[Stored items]
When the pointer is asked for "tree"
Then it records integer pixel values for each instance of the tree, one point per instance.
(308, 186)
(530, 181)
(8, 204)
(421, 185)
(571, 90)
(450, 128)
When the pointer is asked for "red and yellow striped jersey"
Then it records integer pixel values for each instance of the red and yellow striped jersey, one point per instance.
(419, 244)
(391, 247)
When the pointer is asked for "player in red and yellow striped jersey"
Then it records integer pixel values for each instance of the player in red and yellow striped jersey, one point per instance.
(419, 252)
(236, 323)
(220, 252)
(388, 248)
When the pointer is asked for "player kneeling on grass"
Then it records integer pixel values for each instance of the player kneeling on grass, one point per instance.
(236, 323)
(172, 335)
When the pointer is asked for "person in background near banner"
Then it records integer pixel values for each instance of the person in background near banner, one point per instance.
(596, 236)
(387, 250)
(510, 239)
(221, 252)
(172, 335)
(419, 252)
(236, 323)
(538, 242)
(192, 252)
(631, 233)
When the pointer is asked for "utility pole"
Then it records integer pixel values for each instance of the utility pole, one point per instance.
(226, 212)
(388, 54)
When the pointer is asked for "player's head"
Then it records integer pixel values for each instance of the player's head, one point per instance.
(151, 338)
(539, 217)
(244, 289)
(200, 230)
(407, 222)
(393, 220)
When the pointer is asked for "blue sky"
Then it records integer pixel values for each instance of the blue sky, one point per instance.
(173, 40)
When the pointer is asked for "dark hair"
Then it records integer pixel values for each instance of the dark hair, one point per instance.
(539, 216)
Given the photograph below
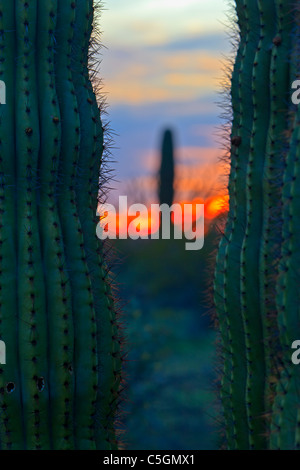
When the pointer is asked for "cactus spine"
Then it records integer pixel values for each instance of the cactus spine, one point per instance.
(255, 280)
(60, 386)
...
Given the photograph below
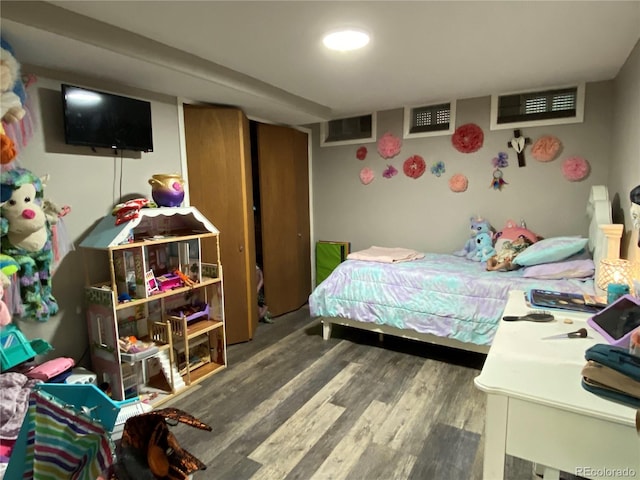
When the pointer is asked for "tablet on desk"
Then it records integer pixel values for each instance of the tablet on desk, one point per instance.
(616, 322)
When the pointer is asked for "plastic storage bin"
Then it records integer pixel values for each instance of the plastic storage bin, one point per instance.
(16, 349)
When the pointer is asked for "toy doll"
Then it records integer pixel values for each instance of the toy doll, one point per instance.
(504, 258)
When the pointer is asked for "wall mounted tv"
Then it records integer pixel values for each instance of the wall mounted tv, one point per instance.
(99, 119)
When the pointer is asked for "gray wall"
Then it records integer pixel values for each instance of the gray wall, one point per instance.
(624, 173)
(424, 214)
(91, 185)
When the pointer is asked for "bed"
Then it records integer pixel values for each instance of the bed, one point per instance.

» **Instructions for the task**:
Identify every line in the stored items that contains the word "doll", and copy each one.

» **The answer**:
When the pointer is asked for "toy doll"
Then it records integer pixel values for each instance of the toy doll, one point per instance.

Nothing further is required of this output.